SHORT EXERCISE: List, word for word, each line of the listing below that contains the string "instance".

RAW RECORDS:
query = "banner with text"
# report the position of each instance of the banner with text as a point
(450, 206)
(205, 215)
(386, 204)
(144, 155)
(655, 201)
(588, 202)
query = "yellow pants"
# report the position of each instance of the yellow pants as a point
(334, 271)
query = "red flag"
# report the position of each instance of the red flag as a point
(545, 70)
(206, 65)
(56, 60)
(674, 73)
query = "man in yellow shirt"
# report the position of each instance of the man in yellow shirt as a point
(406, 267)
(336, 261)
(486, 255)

...

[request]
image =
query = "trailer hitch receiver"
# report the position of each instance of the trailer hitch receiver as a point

REPLY TO THE EXERCISE:
# report the position of each instance of the banner with text as a point
# report the position of each instance of the yellow pants as a point
# report the position of each instance of the red flag as a point
# report the position of each instance of the man in yellow shirt as a point
# report the position of each instance of the trailer hitch receiver as a point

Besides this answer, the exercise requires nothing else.